Task prompt » Without the pictures, set down every line of the data exactly.
=== Begin Enclosure ===
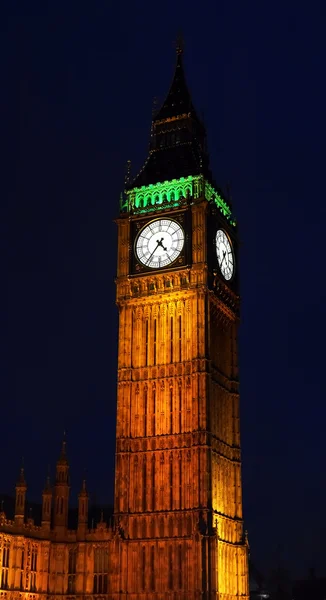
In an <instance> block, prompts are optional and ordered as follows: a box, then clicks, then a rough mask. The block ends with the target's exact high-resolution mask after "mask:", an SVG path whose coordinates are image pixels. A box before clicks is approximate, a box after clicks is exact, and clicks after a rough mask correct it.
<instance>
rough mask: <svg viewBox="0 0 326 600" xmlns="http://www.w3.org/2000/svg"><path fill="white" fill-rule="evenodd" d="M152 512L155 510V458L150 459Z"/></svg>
mask: <svg viewBox="0 0 326 600" xmlns="http://www.w3.org/2000/svg"><path fill="white" fill-rule="evenodd" d="M152 510H155V457H154V456H153V458H152Z"/></svg>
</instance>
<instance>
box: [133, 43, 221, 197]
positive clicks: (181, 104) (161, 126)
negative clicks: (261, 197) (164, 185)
mask: <svg viewBox="0 0 326 600" xmlns="http://www.w3.org/2000/svg"><path fill="white" fill-rule="evenodd" d="M182 56H183V52H182V48H181V47H180V45H179V46H178V48H177V61H176V67H175V72H174V76H173V80H172V84H171V86H170V89H169V92H168V94H167V96H166V98H165V101H164V103H163V104H162V106H161V108H160V109H159V111H158V112H157V113H156V115H155V116H154V118H153V121H152V130H151V141H150V151H149V156H148V157H147V159H146V161H145V163H144V165H143V167H142V168H141V170H140V171H139V173H138V174H137V175H136V177H134V179H133V180H131V178H130V180H128V181H126V190H128V189H129V190H130V189H132V188H135V187H142V186H147V185H150V184H155V183H158V182H163V181H167V180H171V179H179V178H180V177H187V176H188V175H199V174H201V173H203V174H205V176H206V177H207V178H208V179H211V173H210V170H209V157H208V153H207V149H206V131H205V127H204V125H203V123H202V122H201V121H200V119H199V118H198V116H197V113H196V111H195V108H194V105H193V103H192V99H191V95H190V92H189V89H188V86H187V83H186V78H185V74H184V68H183V60H182Z"/></svg>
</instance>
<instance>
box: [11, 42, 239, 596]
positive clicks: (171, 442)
=== End Enclosure ===
Expected answer »
In an <instance> block, prompts are optional and ordered as follows: a box, then clicks, then a rough mask. The block ends with the target's exact high-resolution mask after "mask:", an SVG path whose coordinates are image pixels. A box before clicks is approximate, a box after clicks is exact, and clicks after a rough mask correct it.
<instance>
rough mask: <svg viewBox="0 0 326 600" xmlns="http://www.w3.org/2000/svg"><path fill="white" fill-rule="evenodd" d="M152 512L155 510V458L150 459Z"/></svg>
mask: <svg viewBox="0 0 326 600" xmlns="http://www.w3.org/2000/svg"><path fill="white" fill-rule="evenodd" d="M152 510H155V457H154V456H153V458H152Z"/></svg>
</instance>
<instance>
box: [133, 43, 221, 197]
positive clicks: (181, 104) (161, 126)
negative clicks: (261, 197) (164, 185)
mask: <svg viewBox="0 0 326 600" xmlns="http://www.w3.org/2000/svg"><path fill="white" fill-rule="evenodd" d="M182 56H183V52H182V48H181V47H180V45H179V46H178V48H177V61H176V67H175V72H174V76H173V80H172V84H171V86H170V89H169V92H168V94H167V96H166V98H165V101H164V103H163V104H162V106H161V108H160V109H159V111H158V112H157V113H156V115H155V116H154V118H153V121H152V130H151V141H150V151H149V156H148V157H147V159H146V161H145V163H144V165H143V167H142V168H141V170H140V171H139V173H138V174H137V175H136V177H134V179H133V180H131V178H130V180H128V181H126V190H128V189H129V190H130V189H132V188H135V187H142V186H147V185H150V184H155V183H158V182H163V181H167V180H171V179H179V178H180V177H187V176H188V175H199V174H201V173H203V174H205V176H206V177H207V178H208V179H211V173H210V170H209V157H208V153H207V149H206V131H205V127H204V125H203V123H202V122H201V121H200V119H199V118H198V116H197V113H196V111H195V108H194V105H193V103H192V99H191V95H190V92H189V89H188V86H187V83H186V78H185V74H184V68H183V60H182Z"/></svg>
</instance>
<instance>
box: [11, 42, 239, 596]
positive clicks: (171, 442)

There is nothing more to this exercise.